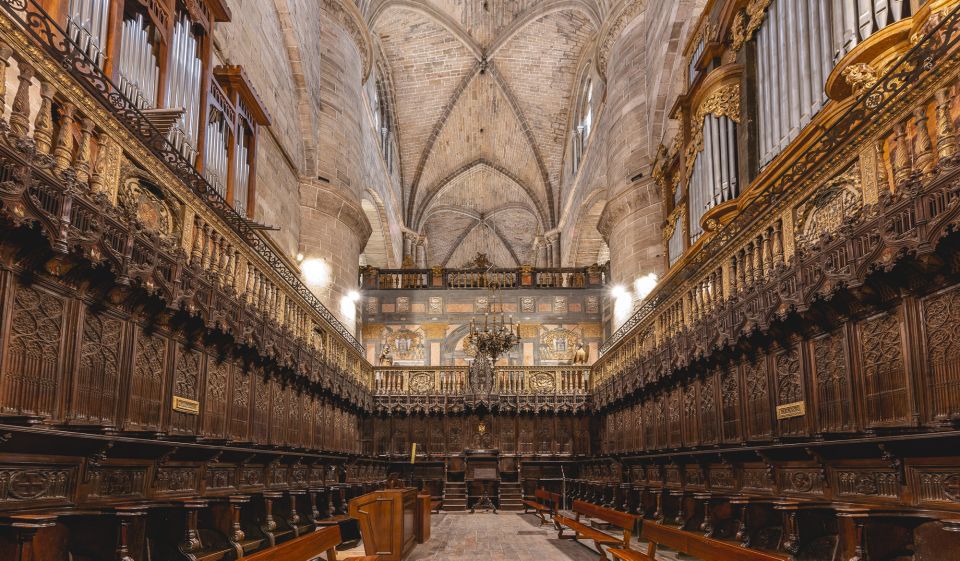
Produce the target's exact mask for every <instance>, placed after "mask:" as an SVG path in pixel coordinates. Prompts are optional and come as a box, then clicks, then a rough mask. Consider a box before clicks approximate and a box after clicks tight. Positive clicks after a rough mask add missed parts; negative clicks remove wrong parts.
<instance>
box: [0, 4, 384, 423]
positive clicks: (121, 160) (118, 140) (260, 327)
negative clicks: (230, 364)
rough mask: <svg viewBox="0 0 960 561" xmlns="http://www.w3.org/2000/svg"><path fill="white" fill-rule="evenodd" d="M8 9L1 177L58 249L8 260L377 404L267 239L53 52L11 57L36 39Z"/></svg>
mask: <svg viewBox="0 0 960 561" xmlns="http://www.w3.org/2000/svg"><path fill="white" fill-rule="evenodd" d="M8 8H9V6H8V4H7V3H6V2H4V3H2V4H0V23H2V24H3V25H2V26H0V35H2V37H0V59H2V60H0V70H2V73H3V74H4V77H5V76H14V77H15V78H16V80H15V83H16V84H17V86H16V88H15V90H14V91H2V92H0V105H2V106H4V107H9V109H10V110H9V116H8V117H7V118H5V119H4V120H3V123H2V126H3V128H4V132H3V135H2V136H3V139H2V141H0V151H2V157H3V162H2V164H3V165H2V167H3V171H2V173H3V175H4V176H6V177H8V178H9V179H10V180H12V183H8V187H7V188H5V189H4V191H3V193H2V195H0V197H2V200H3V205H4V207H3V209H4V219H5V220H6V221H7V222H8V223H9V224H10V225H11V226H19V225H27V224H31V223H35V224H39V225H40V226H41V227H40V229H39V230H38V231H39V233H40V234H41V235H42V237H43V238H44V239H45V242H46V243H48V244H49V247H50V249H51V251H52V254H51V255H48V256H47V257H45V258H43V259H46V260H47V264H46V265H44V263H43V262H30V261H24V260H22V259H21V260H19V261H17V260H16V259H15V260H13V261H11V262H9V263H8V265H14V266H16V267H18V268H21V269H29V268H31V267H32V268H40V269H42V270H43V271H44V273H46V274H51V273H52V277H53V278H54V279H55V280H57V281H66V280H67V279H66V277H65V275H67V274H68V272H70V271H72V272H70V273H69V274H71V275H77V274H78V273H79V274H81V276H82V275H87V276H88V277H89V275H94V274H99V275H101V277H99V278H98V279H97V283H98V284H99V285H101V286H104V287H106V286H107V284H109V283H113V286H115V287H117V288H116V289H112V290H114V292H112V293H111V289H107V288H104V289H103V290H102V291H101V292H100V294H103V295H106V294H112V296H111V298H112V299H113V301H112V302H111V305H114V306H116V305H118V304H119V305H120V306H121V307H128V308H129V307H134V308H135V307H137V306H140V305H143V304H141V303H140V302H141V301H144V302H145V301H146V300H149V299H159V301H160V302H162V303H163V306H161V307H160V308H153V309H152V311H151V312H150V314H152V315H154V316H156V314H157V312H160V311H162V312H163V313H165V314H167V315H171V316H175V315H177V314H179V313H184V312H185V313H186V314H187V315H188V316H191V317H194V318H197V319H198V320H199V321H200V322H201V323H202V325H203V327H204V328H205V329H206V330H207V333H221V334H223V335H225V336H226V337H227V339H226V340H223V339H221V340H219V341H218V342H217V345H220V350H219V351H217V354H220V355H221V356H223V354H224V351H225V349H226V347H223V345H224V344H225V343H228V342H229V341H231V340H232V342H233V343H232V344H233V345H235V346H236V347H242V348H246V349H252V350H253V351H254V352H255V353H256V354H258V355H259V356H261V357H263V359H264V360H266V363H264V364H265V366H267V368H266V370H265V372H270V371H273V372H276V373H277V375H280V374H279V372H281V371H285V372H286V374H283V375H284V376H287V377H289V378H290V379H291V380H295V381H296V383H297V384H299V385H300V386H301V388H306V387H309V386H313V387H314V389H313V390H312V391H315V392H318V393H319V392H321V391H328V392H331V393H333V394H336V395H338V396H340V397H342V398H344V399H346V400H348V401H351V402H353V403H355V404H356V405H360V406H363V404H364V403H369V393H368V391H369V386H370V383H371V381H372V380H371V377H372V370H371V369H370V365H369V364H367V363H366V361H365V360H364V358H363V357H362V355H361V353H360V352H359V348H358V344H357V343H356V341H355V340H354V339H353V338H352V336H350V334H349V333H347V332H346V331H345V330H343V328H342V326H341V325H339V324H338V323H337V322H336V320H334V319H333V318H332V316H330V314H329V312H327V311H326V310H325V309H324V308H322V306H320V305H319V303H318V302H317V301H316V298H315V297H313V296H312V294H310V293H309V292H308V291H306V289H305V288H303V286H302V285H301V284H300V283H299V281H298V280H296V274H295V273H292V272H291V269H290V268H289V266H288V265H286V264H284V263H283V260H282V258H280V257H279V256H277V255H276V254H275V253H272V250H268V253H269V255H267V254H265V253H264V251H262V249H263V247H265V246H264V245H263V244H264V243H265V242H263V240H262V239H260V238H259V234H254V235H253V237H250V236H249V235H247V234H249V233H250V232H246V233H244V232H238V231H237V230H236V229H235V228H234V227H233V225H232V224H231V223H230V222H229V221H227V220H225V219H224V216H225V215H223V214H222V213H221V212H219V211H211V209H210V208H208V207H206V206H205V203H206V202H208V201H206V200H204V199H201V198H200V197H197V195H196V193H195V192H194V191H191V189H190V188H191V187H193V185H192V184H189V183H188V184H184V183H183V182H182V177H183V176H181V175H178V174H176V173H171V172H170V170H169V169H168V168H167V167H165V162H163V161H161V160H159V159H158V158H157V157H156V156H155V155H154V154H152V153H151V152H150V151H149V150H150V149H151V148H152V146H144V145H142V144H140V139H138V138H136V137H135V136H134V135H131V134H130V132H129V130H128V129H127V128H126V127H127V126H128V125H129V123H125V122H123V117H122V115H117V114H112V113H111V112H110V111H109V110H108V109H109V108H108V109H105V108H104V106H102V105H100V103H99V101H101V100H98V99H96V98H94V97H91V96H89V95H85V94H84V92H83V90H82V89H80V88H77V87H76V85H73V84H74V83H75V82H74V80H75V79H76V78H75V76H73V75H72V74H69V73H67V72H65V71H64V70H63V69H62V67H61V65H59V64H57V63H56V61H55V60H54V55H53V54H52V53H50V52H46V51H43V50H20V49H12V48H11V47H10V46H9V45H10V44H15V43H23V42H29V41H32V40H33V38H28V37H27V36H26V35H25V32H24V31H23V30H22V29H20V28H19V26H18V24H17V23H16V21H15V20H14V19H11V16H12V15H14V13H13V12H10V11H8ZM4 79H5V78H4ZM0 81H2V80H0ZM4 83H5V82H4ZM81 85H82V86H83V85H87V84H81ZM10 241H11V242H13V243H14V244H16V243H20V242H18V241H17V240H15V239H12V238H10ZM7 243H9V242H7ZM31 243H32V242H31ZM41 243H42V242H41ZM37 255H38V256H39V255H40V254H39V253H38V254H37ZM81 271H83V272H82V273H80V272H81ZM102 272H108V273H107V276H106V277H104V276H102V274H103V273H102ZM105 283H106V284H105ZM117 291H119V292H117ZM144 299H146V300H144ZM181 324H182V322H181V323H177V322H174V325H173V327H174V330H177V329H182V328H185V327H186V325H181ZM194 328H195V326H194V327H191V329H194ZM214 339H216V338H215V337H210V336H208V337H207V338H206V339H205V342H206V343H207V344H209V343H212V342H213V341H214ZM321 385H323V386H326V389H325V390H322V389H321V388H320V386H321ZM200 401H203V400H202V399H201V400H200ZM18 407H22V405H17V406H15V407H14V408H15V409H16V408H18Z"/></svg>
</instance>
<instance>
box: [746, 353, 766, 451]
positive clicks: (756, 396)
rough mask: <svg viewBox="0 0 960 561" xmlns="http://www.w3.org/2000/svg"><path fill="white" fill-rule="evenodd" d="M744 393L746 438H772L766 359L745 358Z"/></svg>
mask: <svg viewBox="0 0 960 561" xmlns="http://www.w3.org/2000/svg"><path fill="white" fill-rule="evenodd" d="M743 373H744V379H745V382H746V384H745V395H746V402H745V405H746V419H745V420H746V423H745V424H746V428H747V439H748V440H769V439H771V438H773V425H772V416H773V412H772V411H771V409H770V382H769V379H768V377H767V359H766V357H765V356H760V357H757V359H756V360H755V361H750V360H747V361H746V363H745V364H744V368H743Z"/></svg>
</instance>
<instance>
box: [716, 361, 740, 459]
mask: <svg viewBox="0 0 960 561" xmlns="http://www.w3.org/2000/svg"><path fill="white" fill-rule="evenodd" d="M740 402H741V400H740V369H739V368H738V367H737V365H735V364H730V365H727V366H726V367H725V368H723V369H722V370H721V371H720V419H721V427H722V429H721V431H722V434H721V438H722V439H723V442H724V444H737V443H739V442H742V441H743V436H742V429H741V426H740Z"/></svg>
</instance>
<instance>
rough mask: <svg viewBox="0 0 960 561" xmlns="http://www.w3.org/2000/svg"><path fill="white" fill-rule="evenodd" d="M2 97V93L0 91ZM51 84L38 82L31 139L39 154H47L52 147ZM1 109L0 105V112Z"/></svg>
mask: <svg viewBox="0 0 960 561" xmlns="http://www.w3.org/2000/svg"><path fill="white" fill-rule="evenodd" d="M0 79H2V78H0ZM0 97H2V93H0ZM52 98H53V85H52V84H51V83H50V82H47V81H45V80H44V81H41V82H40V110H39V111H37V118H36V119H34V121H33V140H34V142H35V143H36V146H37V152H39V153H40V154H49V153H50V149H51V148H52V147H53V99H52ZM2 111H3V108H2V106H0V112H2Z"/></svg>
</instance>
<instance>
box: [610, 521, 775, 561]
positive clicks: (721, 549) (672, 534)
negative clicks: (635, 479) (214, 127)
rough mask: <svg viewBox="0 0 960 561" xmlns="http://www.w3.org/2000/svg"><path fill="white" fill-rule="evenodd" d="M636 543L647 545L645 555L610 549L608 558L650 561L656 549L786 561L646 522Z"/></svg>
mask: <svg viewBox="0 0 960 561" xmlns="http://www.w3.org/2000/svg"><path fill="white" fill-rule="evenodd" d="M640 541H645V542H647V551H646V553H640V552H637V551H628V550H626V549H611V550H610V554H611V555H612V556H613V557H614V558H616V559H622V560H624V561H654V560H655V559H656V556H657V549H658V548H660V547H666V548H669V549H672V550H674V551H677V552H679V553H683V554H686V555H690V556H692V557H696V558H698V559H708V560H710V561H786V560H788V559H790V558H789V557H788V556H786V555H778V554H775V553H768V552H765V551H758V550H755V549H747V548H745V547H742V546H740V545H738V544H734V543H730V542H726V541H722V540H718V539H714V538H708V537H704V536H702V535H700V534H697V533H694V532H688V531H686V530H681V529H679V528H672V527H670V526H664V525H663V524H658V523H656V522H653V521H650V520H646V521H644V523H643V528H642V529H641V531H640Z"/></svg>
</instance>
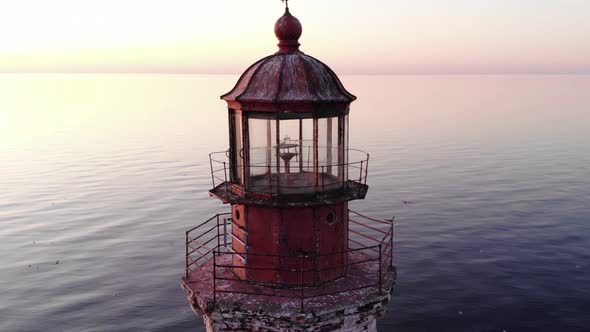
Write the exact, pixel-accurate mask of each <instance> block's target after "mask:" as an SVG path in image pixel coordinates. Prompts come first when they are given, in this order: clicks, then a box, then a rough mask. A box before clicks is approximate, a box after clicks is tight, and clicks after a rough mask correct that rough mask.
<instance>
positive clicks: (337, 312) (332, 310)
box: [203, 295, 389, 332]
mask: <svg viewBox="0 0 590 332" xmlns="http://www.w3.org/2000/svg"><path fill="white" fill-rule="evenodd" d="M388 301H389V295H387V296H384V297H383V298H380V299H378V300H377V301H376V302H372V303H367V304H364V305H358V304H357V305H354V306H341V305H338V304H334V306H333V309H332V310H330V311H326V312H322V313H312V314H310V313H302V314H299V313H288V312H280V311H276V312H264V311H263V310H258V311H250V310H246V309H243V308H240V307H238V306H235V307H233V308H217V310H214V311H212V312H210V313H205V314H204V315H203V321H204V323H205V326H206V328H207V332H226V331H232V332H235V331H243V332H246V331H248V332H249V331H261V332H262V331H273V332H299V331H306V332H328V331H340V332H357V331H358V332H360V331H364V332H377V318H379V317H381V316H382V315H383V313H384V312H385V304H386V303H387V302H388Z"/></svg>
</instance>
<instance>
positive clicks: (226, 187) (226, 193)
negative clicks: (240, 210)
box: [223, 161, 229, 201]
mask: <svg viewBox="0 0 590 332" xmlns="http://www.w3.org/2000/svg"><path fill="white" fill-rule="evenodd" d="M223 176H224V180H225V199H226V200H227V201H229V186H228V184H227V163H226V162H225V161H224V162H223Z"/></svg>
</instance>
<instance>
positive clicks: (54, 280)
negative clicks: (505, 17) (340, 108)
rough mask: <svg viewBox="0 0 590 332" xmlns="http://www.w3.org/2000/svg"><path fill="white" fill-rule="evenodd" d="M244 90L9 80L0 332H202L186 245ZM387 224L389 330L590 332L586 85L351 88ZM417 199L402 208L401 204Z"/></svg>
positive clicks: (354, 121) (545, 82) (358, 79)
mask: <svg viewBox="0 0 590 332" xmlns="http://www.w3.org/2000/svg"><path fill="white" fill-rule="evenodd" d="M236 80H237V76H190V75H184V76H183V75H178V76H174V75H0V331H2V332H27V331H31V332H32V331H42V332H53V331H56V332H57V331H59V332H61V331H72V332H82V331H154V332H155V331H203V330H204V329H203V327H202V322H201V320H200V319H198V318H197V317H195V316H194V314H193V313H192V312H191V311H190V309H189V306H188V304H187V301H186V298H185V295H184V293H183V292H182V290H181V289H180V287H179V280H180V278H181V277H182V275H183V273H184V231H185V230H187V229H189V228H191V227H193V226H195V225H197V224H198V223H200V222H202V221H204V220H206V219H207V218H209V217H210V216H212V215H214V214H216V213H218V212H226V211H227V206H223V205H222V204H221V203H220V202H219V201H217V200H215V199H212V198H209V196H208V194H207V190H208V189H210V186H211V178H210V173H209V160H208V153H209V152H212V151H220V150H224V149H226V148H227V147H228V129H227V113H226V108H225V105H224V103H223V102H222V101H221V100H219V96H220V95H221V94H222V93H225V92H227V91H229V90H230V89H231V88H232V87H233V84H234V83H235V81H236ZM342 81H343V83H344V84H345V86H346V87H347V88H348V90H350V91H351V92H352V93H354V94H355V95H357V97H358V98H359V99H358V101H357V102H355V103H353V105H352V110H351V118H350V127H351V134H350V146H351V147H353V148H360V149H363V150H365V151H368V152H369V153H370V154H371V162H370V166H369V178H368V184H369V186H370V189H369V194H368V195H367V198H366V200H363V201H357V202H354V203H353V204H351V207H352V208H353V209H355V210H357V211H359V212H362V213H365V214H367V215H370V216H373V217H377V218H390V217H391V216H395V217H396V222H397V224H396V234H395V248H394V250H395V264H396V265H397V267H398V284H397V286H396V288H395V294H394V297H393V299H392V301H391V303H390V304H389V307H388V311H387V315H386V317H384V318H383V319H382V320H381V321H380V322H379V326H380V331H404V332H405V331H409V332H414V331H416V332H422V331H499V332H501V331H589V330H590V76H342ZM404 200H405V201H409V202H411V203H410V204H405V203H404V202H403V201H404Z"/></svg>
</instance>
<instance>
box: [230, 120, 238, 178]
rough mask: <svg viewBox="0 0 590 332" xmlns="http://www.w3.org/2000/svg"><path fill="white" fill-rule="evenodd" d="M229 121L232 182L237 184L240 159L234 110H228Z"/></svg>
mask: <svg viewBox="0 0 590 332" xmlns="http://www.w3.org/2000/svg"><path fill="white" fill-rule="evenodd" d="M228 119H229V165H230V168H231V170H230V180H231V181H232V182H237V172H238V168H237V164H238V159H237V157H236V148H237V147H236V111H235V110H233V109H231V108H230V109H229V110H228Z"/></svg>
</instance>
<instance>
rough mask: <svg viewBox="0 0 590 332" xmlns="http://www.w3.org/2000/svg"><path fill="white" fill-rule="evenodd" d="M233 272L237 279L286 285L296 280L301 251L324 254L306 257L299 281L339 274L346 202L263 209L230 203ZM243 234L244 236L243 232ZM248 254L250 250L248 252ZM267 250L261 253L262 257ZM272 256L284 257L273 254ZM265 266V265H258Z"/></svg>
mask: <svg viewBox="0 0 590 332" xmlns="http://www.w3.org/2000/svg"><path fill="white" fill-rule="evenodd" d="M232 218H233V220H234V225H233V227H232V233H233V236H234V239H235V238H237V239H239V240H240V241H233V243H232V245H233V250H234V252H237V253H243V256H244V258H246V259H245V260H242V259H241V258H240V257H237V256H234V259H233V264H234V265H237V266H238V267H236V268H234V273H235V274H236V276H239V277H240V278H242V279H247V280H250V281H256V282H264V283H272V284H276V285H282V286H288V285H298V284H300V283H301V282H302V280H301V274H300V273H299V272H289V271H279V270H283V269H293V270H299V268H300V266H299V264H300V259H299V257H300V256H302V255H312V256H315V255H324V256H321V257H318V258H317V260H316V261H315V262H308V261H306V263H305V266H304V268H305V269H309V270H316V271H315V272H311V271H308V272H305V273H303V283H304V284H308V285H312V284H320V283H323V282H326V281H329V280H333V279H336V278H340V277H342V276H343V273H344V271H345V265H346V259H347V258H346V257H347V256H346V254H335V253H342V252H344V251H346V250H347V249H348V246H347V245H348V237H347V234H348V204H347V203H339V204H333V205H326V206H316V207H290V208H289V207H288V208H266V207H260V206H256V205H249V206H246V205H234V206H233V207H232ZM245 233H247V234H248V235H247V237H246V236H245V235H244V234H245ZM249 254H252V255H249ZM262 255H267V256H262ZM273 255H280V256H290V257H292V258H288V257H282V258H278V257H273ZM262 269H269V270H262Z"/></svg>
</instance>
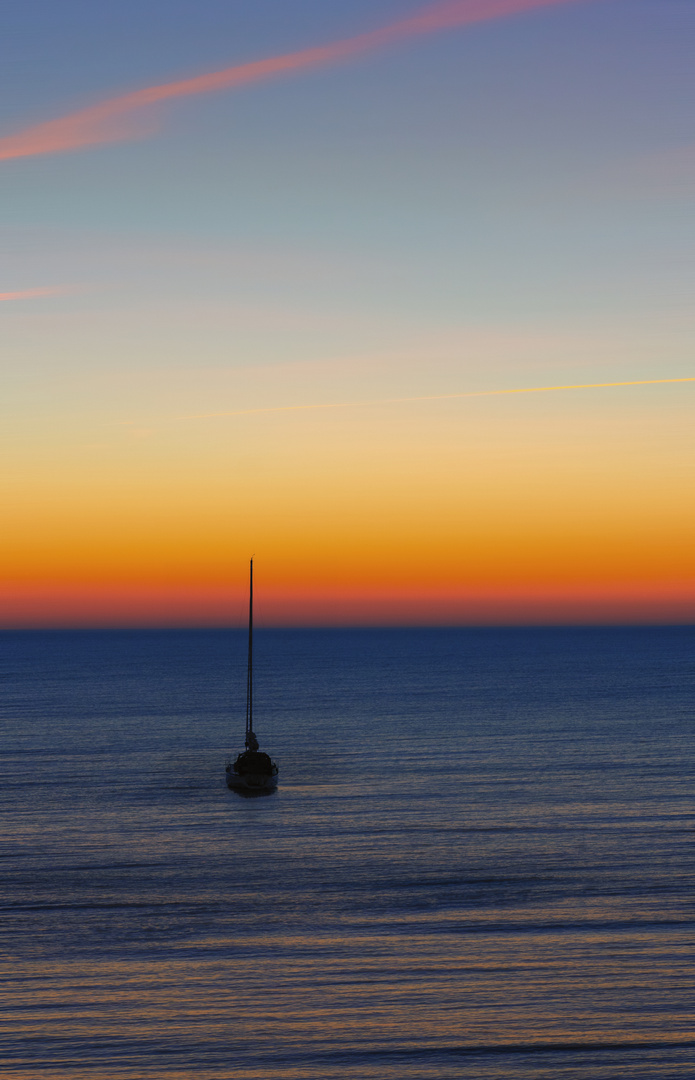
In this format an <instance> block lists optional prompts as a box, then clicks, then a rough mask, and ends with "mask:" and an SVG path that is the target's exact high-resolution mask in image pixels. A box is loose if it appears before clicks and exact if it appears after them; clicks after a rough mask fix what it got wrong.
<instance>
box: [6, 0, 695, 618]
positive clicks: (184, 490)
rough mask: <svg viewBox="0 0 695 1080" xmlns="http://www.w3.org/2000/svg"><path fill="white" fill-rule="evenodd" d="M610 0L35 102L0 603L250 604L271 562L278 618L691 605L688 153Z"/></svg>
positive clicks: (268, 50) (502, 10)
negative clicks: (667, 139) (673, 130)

┄┄┄┄┄┄┄┄┄┄

Exercise: Every line above from the line with "negative clicks: (505, 17) (340, 108)" to the line with "90L9 80L0 332H202L186", inclusive, must be returned exactly; no other line belongs in the reply.

Result:
negative clicks: (505, 17) (340, 108)
rough mask: <svg viewBox="0 0 590 332" xmlns="http://www.w3.org/2000/svg"><path fill="white" fill-rule="evenodd" d="M244 90L9 80L0 332H202L186 245ZM387 224L389 330L590 332L586 85L351 88ZM417 199L402 208L401 204Z"/></svg>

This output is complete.